| ACTION ITEM |
Look for the string "form" in the data below, and copy each line that holds it.

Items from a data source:
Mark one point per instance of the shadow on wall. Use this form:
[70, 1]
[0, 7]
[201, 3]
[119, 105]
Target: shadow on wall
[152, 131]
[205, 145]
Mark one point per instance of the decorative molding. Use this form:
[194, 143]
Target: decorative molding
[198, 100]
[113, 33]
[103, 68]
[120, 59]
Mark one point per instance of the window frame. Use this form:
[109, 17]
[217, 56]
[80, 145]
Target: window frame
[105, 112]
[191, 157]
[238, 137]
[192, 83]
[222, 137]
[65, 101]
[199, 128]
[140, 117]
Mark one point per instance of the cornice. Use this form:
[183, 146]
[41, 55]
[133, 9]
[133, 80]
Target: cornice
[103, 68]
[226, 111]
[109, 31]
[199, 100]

| WRITTEN SOLUTION |
Mark one point per instance of the shadow on wall. Use this form:
Mark one point per instance of the decorative molding. Use this form:
Mark one point per instance of the window frame. Use this form:
Mark one point per instance of the cornice. Use this form:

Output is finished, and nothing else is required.